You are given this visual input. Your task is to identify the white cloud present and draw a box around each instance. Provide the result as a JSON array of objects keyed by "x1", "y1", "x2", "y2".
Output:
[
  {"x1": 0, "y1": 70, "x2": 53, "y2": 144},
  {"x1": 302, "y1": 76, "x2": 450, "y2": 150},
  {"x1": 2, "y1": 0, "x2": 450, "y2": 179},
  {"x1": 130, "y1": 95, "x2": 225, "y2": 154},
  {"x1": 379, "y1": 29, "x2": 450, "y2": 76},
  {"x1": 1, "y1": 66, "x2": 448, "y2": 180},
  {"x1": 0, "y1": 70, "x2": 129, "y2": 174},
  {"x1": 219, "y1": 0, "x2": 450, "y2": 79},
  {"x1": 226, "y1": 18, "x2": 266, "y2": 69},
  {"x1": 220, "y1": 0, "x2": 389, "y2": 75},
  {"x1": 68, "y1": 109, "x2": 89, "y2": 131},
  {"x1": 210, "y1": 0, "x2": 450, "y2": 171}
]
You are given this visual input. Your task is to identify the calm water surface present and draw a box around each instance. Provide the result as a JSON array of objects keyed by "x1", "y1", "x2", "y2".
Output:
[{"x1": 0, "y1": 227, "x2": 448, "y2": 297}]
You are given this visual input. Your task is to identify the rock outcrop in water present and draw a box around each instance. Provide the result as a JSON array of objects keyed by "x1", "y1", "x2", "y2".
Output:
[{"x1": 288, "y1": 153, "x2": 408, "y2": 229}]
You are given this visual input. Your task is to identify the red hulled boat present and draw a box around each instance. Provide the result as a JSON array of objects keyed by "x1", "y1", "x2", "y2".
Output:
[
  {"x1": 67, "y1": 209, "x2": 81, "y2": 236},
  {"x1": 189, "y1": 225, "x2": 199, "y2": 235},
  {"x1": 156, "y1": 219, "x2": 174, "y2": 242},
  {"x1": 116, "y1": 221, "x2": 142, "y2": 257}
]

Required work:
Write out every entry again so that each line matches the original exactly.

Answer to the problem:
You are given this visual input. Your task is to identify the white cloud present and draw a box around each instance. Provide the result as a JSON array of objects keyed by "x1", "y1", "x2", "y2".
Output:
[
  {"x1": 0, "y1": 70, "x2": 53, "y2": 144},
  {"x1": 302, "y1": 76, "x2": 450, "y2": 150},
  {"x1": 2, "y1": 0, "x2": 450, "y2": 179},
  {"x1": 130, "y1": 95, "x2": 225, "y2": 154},
  {"x1": 379, "y1": 29, "x2": 450, "y2": 76},
  {"x1": 1, "y1": 66, "x2": 448, "y2": 180},
  {"x1": 0, "y1": 70, "x2": 129, "y2": 174},
  {"x1": 219, "y1": 0, "x2": 450, "y2": 79},
  {"x1": 226, "y1": 18, "x2": 266, "y2": 69},
  {"x1": 220, "y1": 0, "x2": 389, "y2": 75},
  {"x1": 68, "y1": 109, "x2": 89, "y2": 131},
  {"x1": 210, "y1": 0, "x2": 450, "y2": 171}
]
You are given this visual input. Your task is to identify the calm water surface present and draw a box around each instance. Provide the result as a JSON array of objects keyed by "x1", "y1", "x2", "y2".
Output:
[{"x1": 0, "y1": 227, "x2": 448, "y2": 297}]
You are given this visual input. Your task is to identify the rock outcrop in water present and draw a box around each instance. Provide the result as a JSON array of objects keyed by "x1", "y1", "x2", "y2".
Output:
[{"x1": 288, "y1": 153, "x2": 408, "y2": 229}]
You are given this visual input. Your task is to identify the red hulled boat present and draw a box around each instance. Provide the result as a JSON array of objects keyed by "x1", "y1", "x2", "y2".
Output:
[
  {"x1": 67, "y1": 209, "x2": 81, "y2": 236},
  {"x1": 189, "y1": 225, "x2": 199, "y2": 235},
  {"x1": 156, "y1": 219, "x2": 174, "y2": 242},
  {"x1": 116, "y1": 221, "x2": 142, "y2": 257}
]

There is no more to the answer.